(The problem) This task calls for the complete listing below, reproduced exactly.
━━━━━━━━━━━━━━━━
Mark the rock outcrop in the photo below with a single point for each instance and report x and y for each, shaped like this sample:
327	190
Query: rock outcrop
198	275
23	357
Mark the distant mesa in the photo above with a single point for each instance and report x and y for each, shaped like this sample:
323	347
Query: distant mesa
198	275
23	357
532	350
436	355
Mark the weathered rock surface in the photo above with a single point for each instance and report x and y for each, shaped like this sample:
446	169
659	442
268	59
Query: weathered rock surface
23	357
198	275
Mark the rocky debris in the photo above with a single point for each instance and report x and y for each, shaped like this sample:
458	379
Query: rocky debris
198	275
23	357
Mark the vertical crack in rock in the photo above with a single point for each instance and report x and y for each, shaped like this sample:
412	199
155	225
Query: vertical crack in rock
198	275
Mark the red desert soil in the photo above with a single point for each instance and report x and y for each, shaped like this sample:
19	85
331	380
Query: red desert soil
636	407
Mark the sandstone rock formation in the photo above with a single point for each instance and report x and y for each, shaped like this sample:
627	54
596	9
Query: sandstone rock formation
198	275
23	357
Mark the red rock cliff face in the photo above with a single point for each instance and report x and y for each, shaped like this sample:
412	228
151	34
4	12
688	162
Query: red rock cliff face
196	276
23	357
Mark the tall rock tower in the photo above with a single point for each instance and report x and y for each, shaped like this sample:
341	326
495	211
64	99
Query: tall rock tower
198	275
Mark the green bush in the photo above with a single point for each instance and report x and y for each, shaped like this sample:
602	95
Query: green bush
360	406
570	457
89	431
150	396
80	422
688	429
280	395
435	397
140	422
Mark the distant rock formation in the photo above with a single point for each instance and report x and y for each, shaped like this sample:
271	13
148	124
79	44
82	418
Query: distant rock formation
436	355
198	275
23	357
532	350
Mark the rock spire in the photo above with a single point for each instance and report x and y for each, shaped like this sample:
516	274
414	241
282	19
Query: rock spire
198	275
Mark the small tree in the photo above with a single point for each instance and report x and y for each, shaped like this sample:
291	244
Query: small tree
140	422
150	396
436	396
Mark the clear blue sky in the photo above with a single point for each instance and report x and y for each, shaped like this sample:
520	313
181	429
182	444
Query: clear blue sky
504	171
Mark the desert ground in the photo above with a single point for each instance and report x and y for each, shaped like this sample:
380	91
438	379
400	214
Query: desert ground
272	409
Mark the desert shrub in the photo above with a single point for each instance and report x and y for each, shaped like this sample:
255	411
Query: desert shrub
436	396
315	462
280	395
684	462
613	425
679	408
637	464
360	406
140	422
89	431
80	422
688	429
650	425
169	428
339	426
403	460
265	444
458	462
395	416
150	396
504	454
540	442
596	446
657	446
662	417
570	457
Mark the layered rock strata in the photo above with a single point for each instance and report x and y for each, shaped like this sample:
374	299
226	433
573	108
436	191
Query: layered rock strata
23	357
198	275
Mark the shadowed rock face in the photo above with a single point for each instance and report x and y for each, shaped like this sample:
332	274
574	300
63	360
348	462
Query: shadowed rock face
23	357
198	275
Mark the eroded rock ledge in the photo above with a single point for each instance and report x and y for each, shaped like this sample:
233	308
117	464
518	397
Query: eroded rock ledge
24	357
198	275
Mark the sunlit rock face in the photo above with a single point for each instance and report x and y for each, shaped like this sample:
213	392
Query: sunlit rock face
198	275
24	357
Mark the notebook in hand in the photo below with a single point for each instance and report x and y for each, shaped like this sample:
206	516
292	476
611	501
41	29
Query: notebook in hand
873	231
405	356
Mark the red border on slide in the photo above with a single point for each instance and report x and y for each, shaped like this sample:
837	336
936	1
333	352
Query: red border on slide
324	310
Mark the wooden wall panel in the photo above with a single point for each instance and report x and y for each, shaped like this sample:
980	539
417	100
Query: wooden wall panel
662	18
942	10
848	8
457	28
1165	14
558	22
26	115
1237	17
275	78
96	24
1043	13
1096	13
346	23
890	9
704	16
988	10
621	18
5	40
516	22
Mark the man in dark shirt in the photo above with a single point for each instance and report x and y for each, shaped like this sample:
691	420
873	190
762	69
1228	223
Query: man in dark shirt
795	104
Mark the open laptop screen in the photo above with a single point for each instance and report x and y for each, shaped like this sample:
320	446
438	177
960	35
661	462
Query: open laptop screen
━━━━━━━━━━━━━━━━
(Output below)
Mark the rock outcrop in the photo below with a single point for each instance and report x and y for each, shaped like this sample:
327	190
Query: rock outcrop
198	275
23	357
Mark the distant mesa in the photo above with a single point for each instance and report x and y for each, shaped like this sample:
323	347
Query: distant mesa
198	275
23	357
532	350
436	355
Mark the weathered rock surface in the photo above with a single point for each instance and report x and y for each, shaped like this sample:
446	169
659	442
268	59
Query: weathered rock surface
23	357
198	275
Mark the rocky debris in the photo above with a single point for each instance and report x and y for each, shaped like this sample:
458	379
Query: rocky debris
198	275
23	357
Mark the vertical crack in rock in the photo above with a single point for each instance and report x and y for each, shaped like this sample:
412	199
155	225
Query: vertical crack in rock
198	275
Mark the red desert soil in the photo above with a single point for each instance and report x and y for each, shaped like this sample:
19	85
331	380
Query: red desert soil
636	407
Mark the sandstone rock formation in the photo above with a single point for each instance and report x and y for each, shaped like this sample:
627	54
596	9
Query: sandstone rock formation
198	275
23	357
Mark the red rock cliff face in the photo above with a single point for each instance and report x and y for each, shaped like this sample:
412	228
151	34
4	12
688	162
Query: red rock cliff face
196	276
23	357
Mark the tall rock tower in the photo above with a single point for each instance and report x and y for each, shaped like this sample:
341	326
495	211
64	99
Query: tall rock tower
198	275
Mark the green bush in the photo above with a single point for each instance and report x and y for each, shaped like this sample:
602	95
Query: green bush
360	406
570	457
89	431
150	396
80	422
688	429
280	395
435	397
140	422
Mark the distant rock formation in the photo above with a single point for each instance and report x and y for each, shaped like this sample:
271	13
148	124
79	44
82	418
Query: distant rock formation
436	355
198	275
23	357
532	350
Mark the rock spire in the photo above with a single point for each instance and report x and y for each, shaped like this sample:
516	274
414	241
282	19
Query: rock spire
198	275
Mark the small tree in the photo above with a single point for each instance and report x and y for each, shaped like this sample:
291	244
Query: small tree
140	422
150	396
436	396
Mark the clear blue sky in the photo above with a single point for each instance and report x and y for each, shaped like this sample:
520	313
181	429
182	444
Query: clear blue sky
504	171
Mark the desert ground in the photo above with a single point for each instance and report x and y for each, shaped like this sample:
380	91
438	379
400	214
Query: desert ground
272	409
Mark the desert shrub in the photo above with a single point for each instance and report x and y for each, shaped like this sample:
255	411
Query: desert shrub
436	396
315	462
280	395
684	462
613	425
679	408
637	464
360	406
140	422
89	431
80	422
688	429
650	425
169	428
339	426
403	460
265	444
458	462
395	416
150	396
504	454
540	442
596	446
657	446
662	417
570	457
Mark the layered rock strata in the photo above with a single point for each instance and report x and y for each, shaped like this sample:
374	299
226	433
573	108
436	191
Query: layered rock strata
23	357
198	275
Mark the shadowed rock face in the photo above with a single point for each instance and report x and y for each, shaped like this sample:
332	274
574	300
63	360
348	462
Query: shadowed rock face
23	357
198	275
Mark the eroded rock ledge in the photo above with a single point for each instance and report x and y for each, shaped like this sample:
233	308
117	464
518	397
Query: eroded rock ledge
24	357
198	275
Mark the sunlit rock face in the photo above with a single point for each instance and report x and y for each, shaped like this sample:
213	392
Query: sunlit rock face
198	275
24	357
Mark the notebook in hand in the photo below with a single point for each instance and report x and y for each, shaped like this sample:
206	516
292	476
611	501
41	29
Query: notebook in hand
873	231
405	356
Mark the red border on slide in the photo above with a single point for each instance and report x and y for each, shaped like this sample:
837	336
936	1
333	352
Query: red border on slide
324	310
Mark the wooden wall panel in the photo above with a single point for each instance and report x and y for each, shaped like this sample:
980	539
417	100
Query: wooden wall panel
662	18
942	10
848	8
457	28
1165	14
558	22
26	115
1237	17
275	78
96	24
1043	13
1096	13
346	23
890	9
704	16
988	10
621	18
5	40
516	22
Mark the man in dark shirt in the photo above with a single point for each instance and report x and y for each, shaped like this sample:
691	420
873	190
762	69
1228	223
Query: man in dark shirt
795	104
Mark the open laptop screen in the photo above with a single point for each instance and report x and y for each, shaped like this sample:
320	446
438	177
960	35
661	462
Query: open laptop screen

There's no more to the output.